• ARTIKEL:
____________________
Pak Gub dan Pak Wagub yang terhormat,
Selamat atas pelantikan Bapak berdua menjadi gubernur dan wakil gubernur DKI Jakarta untuk periode 2017 – 2022.
Mulai hari ini, saya harap Bapak berdua berbicara dengan sederhana, hemat kosa kata dan tidak muter-muter untuk menghindari kesalahmengertian warga atas maksud Bapak berdua. Saya tahu bahwa “kesalahmengertian” pendengar kadang-kadang memang menjadi tujuan politisi saat kampanye. Apakah Bapak berdua juga melakukan hal itu saat kampanye dulu, hanya Bapak berdualah yang tahu.
Biarlah semua kesalahmengertian di masa lalu, baik yang disengaja (jika ada) maupun yang tak disengaja, tertinggal di masa lalu. Terhitung mulai hari ini, saya harap Bapak berdua dapat berbicara secara lugas dan tegas agar pesan dapat dipahami oleh warga dengan baik dan agar Bapak berdua tak perlu melakukan klarifikasi sana sini di belakang hari nanti.
Yang tak kalah penting dari kelugasaan dan ketegasan adalah kejujuran. Saya yakin di tahap ini Bapak berdua paham bahwa mau menjadi jujur atau tidak, Bapak berdua akan tetap menjabat gubernur dan wakil gubernur hingga 2022. Walaupun begitu, demi kebaikan Bapak berdua di dunia dan akhirat, saya sarankan Bapak berdua memilih menjadi pribadi yang jujur tanpa kepalsuan atau kepuraa-puraan.
Kawan baik saya pernah bilang bahwa ia lebih suka kepada pejabat yang jujur, lugas, dan tegas tanpa kepura-puraan daripada pejabat yang berdusta dengan lemah lembut disertai senyuman lebar. Saya tak begitu setuju dengan kawan itu karena saya sendiri merindukan pejabat yang jujur, lugas, tegas, tanpa kepura-puraan namun lemah lembut dan menyertakan senyuman lebar.
Saya akui bahwa meminta Bapak berdua menjadi pejabat seperti yang saya idam-idamkan adalah hal yang berlebihan, walaupun sebetulnya saya akan bersorak kegirangan sekiranya Bapak berdua bersedia memenuhinya. Namun, sekiranya ini berat bagi Bapak berdua, saya harap pesan kawan saya itu saja yang Bapak berdua ingat, yaitu: “Jujur, lugas, dan tegas tanpa kepura-puraan lebih berharga daripada dusta yang lemah lembut disertai senyuman lebar”.
____________________
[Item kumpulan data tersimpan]
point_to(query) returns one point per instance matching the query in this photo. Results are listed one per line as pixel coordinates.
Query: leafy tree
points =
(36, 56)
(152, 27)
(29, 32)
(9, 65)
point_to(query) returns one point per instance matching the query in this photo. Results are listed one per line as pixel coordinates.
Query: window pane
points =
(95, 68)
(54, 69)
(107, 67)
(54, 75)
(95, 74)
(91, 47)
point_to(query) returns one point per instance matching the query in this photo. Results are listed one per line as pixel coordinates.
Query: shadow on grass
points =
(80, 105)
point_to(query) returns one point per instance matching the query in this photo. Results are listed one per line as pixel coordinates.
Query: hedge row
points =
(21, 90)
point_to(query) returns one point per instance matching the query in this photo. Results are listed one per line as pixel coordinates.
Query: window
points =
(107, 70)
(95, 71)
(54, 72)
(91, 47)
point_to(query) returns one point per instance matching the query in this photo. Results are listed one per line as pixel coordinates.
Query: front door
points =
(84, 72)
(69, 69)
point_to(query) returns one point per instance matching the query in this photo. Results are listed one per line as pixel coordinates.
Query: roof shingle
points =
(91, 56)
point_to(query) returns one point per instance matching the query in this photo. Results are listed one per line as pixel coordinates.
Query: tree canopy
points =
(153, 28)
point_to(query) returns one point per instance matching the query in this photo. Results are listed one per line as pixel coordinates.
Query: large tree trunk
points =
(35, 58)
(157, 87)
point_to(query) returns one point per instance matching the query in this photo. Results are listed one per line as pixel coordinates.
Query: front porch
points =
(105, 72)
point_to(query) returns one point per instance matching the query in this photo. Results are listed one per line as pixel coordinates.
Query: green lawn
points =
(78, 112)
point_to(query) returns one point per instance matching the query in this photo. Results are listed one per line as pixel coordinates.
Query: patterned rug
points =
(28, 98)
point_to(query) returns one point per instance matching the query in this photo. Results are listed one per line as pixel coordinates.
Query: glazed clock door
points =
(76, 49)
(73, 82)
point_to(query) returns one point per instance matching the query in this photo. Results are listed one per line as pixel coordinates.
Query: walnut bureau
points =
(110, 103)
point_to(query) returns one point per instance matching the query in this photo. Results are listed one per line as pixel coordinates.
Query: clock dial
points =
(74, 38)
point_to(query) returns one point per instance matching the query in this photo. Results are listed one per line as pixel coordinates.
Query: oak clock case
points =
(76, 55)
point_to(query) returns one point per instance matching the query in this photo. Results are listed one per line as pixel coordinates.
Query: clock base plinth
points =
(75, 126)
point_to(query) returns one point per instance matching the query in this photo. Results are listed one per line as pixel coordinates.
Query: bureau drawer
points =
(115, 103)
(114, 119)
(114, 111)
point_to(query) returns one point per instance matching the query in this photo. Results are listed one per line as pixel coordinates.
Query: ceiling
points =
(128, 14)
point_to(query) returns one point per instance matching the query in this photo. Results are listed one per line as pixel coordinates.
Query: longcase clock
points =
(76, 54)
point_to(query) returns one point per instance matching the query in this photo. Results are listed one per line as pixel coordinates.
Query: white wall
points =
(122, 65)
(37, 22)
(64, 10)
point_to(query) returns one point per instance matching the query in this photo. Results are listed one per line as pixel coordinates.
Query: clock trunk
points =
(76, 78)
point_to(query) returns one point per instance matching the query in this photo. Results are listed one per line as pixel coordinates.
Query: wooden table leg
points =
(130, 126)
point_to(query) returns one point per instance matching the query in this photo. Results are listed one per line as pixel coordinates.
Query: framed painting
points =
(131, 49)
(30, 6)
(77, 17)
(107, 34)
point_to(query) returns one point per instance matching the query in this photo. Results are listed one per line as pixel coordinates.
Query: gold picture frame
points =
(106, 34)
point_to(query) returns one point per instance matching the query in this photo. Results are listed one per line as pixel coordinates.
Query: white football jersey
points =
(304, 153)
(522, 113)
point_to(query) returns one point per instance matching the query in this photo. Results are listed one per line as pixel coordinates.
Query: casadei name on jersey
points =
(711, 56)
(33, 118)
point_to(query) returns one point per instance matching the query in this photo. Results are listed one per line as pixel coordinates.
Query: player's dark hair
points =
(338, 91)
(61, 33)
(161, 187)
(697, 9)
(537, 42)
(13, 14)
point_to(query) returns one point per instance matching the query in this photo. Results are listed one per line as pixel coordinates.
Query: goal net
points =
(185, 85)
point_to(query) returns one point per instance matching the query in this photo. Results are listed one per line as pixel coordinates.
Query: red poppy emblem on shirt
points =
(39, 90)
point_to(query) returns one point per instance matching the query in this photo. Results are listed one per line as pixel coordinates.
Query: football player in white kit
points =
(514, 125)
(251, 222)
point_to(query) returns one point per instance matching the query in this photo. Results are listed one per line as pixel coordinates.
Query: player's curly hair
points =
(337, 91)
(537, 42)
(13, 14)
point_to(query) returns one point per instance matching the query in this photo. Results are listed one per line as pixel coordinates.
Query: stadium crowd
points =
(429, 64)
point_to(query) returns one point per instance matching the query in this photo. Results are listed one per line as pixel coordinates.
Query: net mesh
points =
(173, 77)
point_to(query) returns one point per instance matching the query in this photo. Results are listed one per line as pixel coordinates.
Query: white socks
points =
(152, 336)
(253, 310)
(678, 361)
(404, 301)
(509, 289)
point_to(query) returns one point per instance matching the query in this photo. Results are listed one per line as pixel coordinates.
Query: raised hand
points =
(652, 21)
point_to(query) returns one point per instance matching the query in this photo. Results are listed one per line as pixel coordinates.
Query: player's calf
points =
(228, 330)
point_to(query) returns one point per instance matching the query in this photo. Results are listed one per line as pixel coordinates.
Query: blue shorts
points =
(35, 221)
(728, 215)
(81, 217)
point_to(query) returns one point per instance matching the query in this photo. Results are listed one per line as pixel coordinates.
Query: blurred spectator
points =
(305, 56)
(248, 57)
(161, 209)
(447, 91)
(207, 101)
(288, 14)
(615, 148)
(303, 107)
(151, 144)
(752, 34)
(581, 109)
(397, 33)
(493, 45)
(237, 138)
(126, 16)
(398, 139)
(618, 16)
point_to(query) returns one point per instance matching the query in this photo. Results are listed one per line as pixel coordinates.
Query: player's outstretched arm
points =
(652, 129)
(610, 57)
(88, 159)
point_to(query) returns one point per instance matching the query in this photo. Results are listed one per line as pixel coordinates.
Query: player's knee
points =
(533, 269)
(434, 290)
____________________
• SOAL 1: Tolong kutip bagian artikel yang dimulai dengan "Pak Gub dan" dan berakhir pada "belakang hari nanti.".
• SOAL 2: Sebutkan semua sifat pejabat yang dirindukan penulis menurut artikel.
Catatan tersebut berasal dari sumber lain.

• JAWABAN TERTULIS 1:
Pak Gub dan Pak Wagub yang terhormat,
Selamat atas pelantikan Bapak berdua menjadi gubernur dan wakil gubernur DKI Jakarta untuk periode 2017 – 2022.
Mulai hari ini, saya harap Bapak berdua berbicara dengan sederhana, hemat kosa kata dan tidak muter-muter untuk menghindari kesalahmengertian warga atas maksud Bapak berdua. Saya tahu bahwa “kesalahmengertian” pendengar kadang-kadang memang menjadi tujuan politisi saat kampanye. Apakah Bapak berdua juga melakukan hal itu saat kampanye dulu, hanya Bapak berdualah yang tahu.
Biarlah semua kesalahmengertian di masa lalu, baik yang disengaja (jika ada) maupun yang tak disengaja, tertinggal di masa lalu. Terhitung mulai hari ini, saya harap Bapak berdua dapat berbicara secara lugas dan tegas agar pesan dapat dipahami oleh warga dengan baik dan agar Bapak berdua tak perlu melakukan klarifikasi sana sini di belakang hari nanti.

• JAWABAN TERTULIS 2: jujur; lugas; tegas; tanpa kepura-puraan; lemah lembut; menyertakan senyuman lebar